### WHAT YOU NEED TO DO
How many lines in the rows below contain the string "grass"? Reply with the number only.
** Start RECORDS **
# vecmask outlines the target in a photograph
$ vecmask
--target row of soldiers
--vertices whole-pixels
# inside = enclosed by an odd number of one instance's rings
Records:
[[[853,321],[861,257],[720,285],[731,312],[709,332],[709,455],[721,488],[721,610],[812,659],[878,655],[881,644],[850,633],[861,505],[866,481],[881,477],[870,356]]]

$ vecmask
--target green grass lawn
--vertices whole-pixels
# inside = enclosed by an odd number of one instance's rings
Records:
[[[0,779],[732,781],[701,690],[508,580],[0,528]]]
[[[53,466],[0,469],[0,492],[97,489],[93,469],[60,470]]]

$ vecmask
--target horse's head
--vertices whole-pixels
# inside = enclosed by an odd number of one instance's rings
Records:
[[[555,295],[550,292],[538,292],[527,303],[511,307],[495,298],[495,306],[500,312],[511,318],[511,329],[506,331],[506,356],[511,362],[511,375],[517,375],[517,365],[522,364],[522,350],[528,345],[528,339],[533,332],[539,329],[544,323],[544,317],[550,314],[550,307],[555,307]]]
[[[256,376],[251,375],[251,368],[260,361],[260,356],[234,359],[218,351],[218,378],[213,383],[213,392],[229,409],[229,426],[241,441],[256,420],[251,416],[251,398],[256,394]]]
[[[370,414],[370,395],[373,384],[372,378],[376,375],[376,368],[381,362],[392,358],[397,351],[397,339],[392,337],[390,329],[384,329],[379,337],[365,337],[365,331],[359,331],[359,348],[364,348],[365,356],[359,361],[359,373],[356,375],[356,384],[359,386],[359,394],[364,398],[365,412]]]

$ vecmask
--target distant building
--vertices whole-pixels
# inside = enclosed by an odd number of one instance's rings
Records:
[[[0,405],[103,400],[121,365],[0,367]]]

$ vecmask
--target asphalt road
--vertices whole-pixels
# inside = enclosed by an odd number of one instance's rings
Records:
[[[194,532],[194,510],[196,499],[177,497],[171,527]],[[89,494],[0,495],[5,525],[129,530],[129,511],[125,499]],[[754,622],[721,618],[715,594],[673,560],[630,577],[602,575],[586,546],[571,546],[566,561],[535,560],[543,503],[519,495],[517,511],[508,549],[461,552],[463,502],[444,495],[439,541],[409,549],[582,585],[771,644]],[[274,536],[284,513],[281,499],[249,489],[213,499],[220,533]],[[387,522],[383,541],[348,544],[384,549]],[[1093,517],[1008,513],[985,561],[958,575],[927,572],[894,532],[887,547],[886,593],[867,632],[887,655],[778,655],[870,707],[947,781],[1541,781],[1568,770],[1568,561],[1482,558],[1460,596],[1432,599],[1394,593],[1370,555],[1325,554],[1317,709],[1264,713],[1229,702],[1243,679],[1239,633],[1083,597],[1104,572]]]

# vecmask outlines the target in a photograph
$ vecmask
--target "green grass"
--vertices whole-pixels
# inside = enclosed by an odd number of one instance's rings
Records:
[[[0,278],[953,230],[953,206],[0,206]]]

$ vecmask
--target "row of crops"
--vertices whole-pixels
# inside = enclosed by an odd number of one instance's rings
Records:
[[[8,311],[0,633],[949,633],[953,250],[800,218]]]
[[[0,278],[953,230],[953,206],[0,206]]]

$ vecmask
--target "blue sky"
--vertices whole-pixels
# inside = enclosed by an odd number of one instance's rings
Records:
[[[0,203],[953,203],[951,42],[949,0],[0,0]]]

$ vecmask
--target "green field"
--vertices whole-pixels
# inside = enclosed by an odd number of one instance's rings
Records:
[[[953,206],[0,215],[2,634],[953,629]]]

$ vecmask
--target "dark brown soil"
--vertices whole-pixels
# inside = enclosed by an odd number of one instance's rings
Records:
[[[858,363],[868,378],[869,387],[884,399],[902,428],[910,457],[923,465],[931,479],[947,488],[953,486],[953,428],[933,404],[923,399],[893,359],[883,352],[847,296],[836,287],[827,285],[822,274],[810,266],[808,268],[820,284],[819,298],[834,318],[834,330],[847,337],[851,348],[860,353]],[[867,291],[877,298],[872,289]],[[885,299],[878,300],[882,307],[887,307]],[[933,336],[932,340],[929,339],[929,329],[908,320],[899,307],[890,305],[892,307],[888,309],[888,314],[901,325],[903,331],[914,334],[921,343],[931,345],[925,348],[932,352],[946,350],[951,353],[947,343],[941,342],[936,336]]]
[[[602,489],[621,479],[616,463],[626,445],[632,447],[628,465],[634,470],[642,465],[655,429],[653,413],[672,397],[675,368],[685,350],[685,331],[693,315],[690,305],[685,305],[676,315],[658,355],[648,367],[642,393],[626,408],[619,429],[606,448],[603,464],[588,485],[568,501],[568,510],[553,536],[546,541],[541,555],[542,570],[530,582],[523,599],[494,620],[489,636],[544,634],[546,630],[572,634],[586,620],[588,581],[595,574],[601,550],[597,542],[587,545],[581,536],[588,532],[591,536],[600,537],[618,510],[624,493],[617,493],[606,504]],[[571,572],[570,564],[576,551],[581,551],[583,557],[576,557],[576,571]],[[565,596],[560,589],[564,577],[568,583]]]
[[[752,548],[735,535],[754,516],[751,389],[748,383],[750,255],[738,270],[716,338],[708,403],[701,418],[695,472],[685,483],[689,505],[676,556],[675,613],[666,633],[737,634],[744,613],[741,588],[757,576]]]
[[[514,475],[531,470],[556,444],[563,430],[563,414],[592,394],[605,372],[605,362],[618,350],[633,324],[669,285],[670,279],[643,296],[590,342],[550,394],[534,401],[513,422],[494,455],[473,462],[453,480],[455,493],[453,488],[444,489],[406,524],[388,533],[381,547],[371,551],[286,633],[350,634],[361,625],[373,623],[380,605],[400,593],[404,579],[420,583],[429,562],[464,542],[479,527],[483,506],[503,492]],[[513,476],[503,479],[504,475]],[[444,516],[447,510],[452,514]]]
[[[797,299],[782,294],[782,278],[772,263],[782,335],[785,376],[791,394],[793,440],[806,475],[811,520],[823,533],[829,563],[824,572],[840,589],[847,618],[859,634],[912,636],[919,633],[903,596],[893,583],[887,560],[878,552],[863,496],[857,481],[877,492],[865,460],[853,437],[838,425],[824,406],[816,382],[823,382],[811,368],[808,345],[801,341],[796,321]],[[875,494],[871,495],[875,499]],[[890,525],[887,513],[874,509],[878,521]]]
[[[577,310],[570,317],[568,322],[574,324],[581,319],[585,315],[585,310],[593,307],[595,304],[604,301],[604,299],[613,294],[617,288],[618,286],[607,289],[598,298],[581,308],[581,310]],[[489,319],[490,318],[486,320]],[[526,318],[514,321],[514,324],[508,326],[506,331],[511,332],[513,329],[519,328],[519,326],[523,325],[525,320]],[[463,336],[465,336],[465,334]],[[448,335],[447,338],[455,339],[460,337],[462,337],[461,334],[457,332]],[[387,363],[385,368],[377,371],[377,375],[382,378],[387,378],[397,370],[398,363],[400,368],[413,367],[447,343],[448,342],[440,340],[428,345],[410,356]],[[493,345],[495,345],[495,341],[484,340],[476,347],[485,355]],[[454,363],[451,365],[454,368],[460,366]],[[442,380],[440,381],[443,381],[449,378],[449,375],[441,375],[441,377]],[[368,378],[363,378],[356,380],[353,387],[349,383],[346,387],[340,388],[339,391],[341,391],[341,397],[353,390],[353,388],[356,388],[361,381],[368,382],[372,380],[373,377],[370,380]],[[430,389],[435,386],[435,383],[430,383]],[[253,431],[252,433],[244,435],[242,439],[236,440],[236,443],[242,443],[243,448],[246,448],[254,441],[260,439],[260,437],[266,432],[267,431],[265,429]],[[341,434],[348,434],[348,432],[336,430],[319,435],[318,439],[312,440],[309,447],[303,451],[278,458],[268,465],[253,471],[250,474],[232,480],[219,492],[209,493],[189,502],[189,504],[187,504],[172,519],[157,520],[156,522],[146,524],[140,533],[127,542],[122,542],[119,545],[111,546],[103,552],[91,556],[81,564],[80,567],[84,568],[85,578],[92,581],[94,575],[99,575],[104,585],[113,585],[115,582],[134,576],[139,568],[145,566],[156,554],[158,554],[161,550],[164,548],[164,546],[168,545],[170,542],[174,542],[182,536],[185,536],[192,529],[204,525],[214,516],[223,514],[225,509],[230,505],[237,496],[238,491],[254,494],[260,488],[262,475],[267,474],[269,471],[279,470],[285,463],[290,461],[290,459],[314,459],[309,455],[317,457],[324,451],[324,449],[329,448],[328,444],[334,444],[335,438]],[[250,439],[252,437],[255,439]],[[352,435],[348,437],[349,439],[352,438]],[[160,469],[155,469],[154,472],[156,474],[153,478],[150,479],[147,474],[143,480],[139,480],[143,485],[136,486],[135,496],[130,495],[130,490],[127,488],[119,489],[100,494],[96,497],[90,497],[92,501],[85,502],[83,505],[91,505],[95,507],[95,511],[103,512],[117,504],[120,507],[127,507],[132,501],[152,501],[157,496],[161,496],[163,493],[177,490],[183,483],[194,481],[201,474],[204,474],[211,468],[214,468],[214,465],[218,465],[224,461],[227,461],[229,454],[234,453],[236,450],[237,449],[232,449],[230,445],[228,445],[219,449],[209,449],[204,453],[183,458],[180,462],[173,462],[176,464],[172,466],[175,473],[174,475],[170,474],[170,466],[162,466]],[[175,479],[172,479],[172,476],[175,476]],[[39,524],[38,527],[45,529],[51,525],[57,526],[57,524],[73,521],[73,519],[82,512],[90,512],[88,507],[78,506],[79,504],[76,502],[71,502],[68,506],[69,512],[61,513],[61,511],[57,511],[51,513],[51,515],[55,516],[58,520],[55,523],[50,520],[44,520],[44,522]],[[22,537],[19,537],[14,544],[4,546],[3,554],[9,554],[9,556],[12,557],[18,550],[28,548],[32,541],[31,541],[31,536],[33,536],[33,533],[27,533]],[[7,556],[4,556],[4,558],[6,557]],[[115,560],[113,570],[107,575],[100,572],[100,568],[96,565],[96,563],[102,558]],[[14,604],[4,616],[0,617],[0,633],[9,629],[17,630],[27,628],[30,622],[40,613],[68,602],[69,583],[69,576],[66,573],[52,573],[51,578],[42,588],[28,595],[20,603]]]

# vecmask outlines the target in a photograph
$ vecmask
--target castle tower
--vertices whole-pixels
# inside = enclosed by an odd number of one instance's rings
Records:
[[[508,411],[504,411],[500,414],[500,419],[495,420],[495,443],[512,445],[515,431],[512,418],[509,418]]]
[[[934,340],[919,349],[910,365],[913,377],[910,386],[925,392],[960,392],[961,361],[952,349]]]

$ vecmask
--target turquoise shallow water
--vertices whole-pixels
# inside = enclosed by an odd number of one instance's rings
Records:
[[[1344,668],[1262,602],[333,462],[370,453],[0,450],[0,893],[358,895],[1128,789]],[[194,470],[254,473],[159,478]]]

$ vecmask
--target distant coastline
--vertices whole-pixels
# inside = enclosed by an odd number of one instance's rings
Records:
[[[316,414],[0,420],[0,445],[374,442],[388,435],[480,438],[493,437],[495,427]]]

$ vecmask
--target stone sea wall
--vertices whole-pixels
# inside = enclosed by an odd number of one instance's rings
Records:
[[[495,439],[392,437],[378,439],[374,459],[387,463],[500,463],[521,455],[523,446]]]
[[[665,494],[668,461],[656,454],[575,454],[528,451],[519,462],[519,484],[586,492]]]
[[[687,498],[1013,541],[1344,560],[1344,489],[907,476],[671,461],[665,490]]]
** End RECORDS **
### PROBLEM SOLUTION
2